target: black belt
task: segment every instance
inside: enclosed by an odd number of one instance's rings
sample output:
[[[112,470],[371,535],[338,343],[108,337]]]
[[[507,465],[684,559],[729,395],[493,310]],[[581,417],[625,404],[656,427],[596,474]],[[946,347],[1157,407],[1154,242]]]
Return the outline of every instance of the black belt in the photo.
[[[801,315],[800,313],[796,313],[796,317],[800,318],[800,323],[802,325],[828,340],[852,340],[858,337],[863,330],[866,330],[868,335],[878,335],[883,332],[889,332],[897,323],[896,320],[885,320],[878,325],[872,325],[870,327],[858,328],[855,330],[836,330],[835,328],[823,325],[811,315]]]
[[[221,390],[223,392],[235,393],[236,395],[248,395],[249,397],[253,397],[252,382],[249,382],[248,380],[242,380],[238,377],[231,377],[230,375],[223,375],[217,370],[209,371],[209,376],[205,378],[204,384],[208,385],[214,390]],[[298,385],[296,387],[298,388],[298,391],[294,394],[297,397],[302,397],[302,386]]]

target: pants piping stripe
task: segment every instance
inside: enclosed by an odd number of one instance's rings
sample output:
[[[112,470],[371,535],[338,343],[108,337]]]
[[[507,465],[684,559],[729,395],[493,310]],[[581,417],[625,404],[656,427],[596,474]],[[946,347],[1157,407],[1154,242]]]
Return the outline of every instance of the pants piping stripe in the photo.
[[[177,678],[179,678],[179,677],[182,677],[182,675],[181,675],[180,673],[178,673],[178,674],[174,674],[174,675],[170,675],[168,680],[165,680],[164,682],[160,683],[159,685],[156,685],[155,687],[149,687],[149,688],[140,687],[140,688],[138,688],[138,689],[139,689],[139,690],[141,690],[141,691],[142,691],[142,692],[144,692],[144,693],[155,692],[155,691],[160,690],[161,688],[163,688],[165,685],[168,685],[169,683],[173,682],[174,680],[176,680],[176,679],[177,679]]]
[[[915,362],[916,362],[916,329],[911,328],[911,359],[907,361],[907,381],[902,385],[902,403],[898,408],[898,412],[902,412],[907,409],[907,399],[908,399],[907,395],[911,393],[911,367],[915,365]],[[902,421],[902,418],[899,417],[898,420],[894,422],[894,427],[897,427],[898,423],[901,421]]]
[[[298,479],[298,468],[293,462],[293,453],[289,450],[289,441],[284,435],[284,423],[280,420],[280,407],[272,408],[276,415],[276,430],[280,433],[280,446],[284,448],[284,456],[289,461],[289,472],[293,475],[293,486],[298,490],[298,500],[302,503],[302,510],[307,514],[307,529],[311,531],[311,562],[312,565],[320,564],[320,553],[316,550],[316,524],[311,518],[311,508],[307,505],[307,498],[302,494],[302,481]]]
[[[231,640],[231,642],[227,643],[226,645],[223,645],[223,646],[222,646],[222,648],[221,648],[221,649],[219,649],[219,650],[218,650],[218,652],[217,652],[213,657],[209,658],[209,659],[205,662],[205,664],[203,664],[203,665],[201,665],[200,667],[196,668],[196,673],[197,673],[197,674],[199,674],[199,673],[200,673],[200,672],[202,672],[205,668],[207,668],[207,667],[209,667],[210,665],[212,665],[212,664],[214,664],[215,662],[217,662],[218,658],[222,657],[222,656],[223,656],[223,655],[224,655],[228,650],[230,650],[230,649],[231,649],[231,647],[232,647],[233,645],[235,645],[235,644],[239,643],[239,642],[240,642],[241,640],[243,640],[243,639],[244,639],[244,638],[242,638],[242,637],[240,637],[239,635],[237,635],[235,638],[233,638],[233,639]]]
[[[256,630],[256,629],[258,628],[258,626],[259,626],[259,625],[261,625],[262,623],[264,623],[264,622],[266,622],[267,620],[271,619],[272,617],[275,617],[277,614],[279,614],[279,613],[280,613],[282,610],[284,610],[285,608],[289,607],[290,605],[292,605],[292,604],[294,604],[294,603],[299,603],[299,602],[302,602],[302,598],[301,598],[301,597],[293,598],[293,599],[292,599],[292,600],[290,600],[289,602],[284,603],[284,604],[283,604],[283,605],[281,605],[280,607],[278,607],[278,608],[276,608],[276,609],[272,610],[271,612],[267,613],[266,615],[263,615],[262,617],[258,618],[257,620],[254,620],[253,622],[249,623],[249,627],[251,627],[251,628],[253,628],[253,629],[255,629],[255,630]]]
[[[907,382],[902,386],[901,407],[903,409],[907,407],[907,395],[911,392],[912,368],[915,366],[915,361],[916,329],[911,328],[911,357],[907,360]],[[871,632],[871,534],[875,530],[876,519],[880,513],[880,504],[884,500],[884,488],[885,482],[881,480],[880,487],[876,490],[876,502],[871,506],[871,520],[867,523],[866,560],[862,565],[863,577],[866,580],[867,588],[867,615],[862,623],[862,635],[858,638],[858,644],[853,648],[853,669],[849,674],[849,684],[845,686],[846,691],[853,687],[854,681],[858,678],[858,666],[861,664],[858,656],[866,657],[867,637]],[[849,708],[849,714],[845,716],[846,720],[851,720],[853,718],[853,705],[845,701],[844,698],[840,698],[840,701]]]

:::::

- _AIM OF THE TASK_: Search the listing above for the word "target", and copy every line that has it.

- _TASK ANSWER_:
target: black belt
target: pants piping stripe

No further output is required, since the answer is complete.